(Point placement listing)
* * * * * * * * *
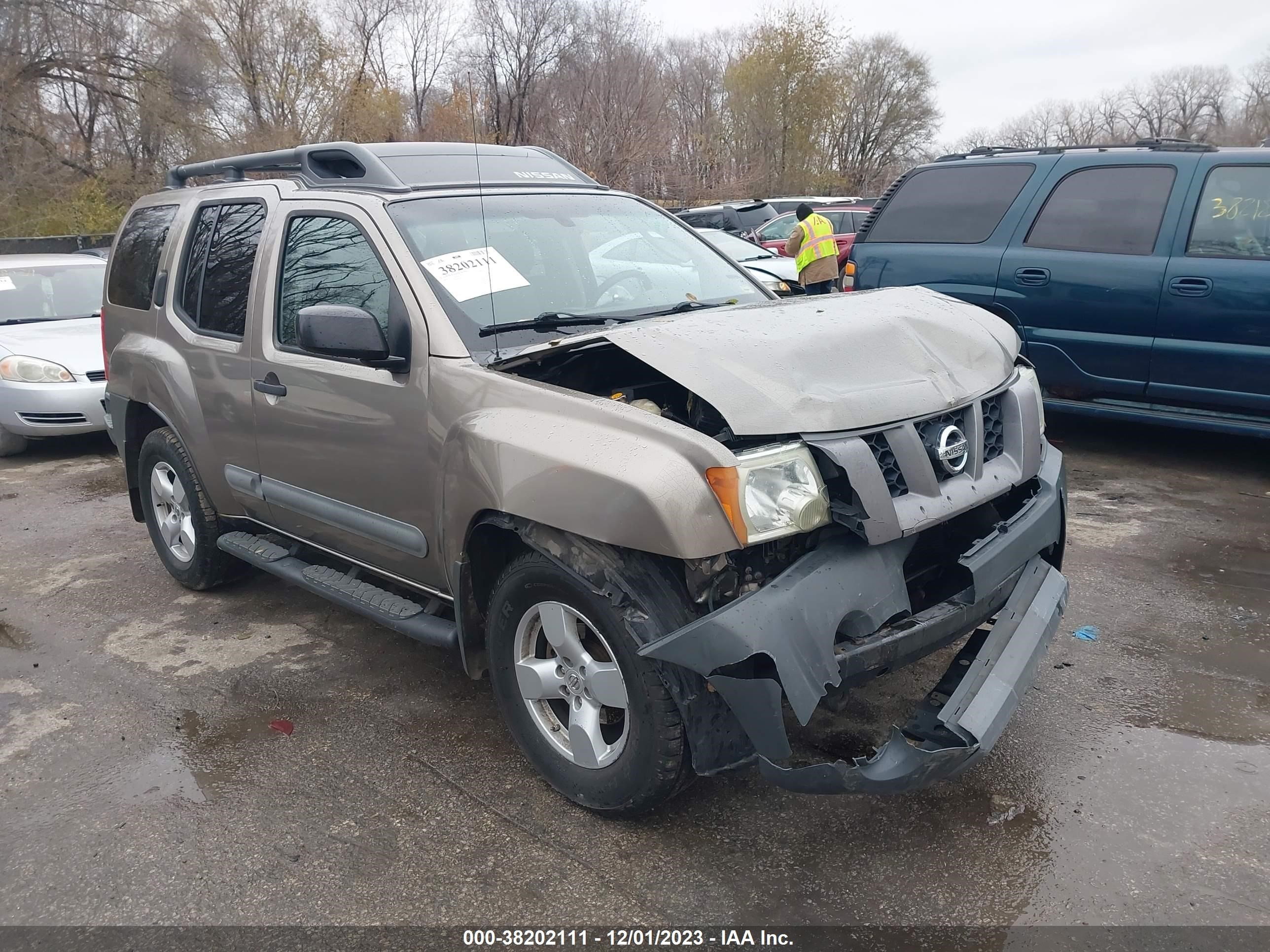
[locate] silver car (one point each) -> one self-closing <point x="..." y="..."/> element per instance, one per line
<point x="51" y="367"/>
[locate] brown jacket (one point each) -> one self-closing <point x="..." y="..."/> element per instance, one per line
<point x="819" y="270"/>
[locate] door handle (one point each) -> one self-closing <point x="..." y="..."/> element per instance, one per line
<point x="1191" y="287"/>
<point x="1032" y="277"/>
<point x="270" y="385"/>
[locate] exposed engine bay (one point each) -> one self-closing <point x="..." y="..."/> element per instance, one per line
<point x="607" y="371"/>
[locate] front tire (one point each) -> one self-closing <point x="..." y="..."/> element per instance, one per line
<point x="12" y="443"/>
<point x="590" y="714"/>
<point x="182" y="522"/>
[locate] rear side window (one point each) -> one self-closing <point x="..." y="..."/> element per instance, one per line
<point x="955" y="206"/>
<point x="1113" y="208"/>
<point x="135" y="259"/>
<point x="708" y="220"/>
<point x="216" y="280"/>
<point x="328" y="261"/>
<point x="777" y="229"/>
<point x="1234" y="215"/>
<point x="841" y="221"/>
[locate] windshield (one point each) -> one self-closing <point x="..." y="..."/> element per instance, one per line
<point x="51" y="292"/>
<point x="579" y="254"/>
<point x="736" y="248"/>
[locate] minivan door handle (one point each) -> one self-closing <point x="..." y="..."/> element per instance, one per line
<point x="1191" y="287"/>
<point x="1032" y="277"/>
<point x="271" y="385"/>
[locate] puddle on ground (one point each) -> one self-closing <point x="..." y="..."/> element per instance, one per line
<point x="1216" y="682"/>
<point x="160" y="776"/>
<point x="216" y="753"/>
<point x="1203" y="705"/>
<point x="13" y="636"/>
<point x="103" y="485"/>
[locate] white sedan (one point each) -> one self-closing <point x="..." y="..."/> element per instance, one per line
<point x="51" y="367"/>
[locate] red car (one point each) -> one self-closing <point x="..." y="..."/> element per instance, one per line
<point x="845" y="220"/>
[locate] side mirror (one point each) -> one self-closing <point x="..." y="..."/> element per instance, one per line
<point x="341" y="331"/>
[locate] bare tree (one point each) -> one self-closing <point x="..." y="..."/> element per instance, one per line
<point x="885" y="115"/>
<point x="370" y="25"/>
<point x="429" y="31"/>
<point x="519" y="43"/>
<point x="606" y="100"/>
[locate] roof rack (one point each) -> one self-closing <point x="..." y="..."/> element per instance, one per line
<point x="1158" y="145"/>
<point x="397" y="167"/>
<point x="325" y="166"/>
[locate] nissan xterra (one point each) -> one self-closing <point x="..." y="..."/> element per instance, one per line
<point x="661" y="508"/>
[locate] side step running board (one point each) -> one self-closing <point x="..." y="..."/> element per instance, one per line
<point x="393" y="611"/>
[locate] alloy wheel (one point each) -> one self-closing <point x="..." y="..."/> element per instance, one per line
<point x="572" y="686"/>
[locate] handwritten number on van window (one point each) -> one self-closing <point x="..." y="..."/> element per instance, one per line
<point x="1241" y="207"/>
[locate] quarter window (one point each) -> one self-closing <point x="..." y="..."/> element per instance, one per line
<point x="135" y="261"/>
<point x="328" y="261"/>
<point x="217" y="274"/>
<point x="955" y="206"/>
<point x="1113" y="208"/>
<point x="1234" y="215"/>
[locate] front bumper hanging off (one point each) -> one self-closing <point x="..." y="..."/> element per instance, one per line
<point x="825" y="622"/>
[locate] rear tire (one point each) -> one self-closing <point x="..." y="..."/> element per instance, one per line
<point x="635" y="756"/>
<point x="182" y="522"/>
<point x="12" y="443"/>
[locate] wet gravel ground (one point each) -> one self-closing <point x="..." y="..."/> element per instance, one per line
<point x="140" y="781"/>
* * * * * * * * *
== REQUEST ==
Rewrite the stretch of the listing from the line containing "[locate] roof rack" through the end, swapping "alloy wheel" for "aluminum rim" and keeping everything else unchanged.

== RESULT ==
[locate] roof rack (one point each) -> one self-closing <point x="..." y="..."/> element per instance, one per line
<point x="1158" y="145"/>
<point x="397" y="167"/>
<point x="325" y="166"/>
[locate] nissan xterra (one point each) -> one self-closing <point x="..." y="..."/> element per instance, one per line
<point x="661" y="508"/>
[locate] side step running board (one point each) -> one self-closing <point x="..." y="..."/> element per instance, one per line
<point x="393" y="611"/>
[locate] aluminum rim (one point each) -> one self-closing <point x="..." y="..."/> element per instance, one per line
<point x="572" y="686"/>
[locate] handwritten number on van window (one point each) -> one self-closing <point x="..." y="..."/> element per instance, one per line
<point x="1241" y="207"/>
[locate] quarter window (one point each) -> one self-closing <point x="..." y="..."/> element per instance, one per line
<point x="135" y="261"/>
<point x="328" y="261"/>
<point x="217" y="274"/>
<point x="955" y="206"/>
<point x="1113" y="208"/>
<point x="1234" y="215"/>
[locate] front bumper hanging off (one point each) -> one self-closing <point x="..." y="..."/> element per instance, one per line
<point x="825" y="622"/>
[locate] rear tire (one point each) -> one self-closing <point x="..." y="..."/> element per instance, one per line
<point x="635" y="756"/>
<point x="182" y="522"/>
<point x="12" y="443"/>
[locate] wet gravel ground (one point each) -> one self-closing <point x="..." y="..."/> element per instance, one per line
<point x="140" y="781"/>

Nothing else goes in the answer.